- Uit te voeren taak -
Kun je uit de uitspraak over bijzondere bijstand het stuk woord voor woord teruggeven dat begint met "uitspraak van de" en doorloopt tot en met "P. Siemerink )."?

- Bronfragment -
§ §
ECLI:NL:RBDHA:2023:7686

Rechtbank Den Haag

Datum uitspraak
15 mei 2023
Publicatiedatum
30 mei 2023
Zaaknummer
SGR 21/6476
Instantie
Rechtbank Den Haag
Type
Uitspraak
Procedures
  • Eerste aanleg - enkelvoudig
Rechters
Vindplaatsen
  • Rechtspraak.nl
AI samenvatting door LexboostAutomatisch gegenereerd

Afwijzing bijzondere bijstand voor eerste maand huur en het vertrouwensbeginsel

In deze zaak heeft de Rechtbank Den Haag op 15 mei 2023 uitspraak gedaan in een geschil tussen een eiser en het college van burgemeester en wethouders van Den Haag over de afwijzing van een aanvraag voor bijzondere bijstand voor de eerste maand huur. Eiser, die een bijstandsuitkering ontvangt op basis van de Participatiewet, had op 26 maart 2021 bijzondere bijstand aangevraagd voor de eerste maand huur van zijn nieuwe woning. Het college heeft deze aanvraag op 22 april 2021 afgewezen, en het bezwaar van eiser tegen deze afwijzing werd op 30 augustus 2021 ongegrond verklaard. Eiser heeft hiertegen beroep ingesteld.

Tijdens de zitting op 21 april 2023 heeft eiser, bijgestaan door zijn gemachtigde, zijn standpunt toegelicht. Eiser betwistte de afwijzing van zijn aanvraag en voerde aan dat er bijzondere omstandigheden waren die maakten dat hij niet in staat was om voor de kosten van de verhuizing te reserveren. De rechtbank heeft vastgesteld dat eiser in het verleden te maken heeft gehad met verschillende problemen, waaronder een lange periode van beschermd wonen en psychische problemen, maar oordeelde dat deze omstandigheden niet voldoende waren om de afwijzing van de bijzondere bijstand te rechtvaardigen.

De rechtbank heeft geoordeeld dat de kosten voor de eerste maand huur onder de algemeen noodzakelijke kosten van het bestaan vallen en dat er in beginsel geen bijzondere bijstand voor kan worden verstrekt, tenzij er sprake is van bijzondere omstandigheden. De rechtbank concludeerde dat eiser niet aannemelijk heeft gemaakt dat hij niet in staat was om te reserveren voor de kosten van de verhuizing en dat het vertrouwensbeginsel niet is geschonden. De rechtbank verklaarde het beroep van eiser ongegrond en er was geen aanleiding voor een proceskostenveroordeling.

Uitspraak

RECHTBANK DEN HAAG
Bestuursrecht
zaaknummer: SGR 21/6476

uitspraak van de enkelvoudige kamer van 15 mei 2023 in de zaak tussen

[eiser], uit [woonplaats], eiser

(gemachtigde: mr. E.H.J. aan de Stegge),
en

het college van burgemeester en wethouders van Den Haag, verweerder

(gemachtigde: mr. P. Siemerink ).
§ §
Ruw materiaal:
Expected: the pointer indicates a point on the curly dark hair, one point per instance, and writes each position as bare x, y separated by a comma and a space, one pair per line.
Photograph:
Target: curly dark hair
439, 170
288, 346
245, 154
§ §
- Juiste antwoord -
uitspraak van de enkelvoudige kamer van 15 mei 2023 in de zaak tussen

[eiser], uit [woonplaats], eiser

(gemachtigde: mr. E.H.J. aan de Stegge),
en

het college van burgemeester en wethouders van Den Haag, verweerder

(gemachtigde: mr. P. Siemerink ).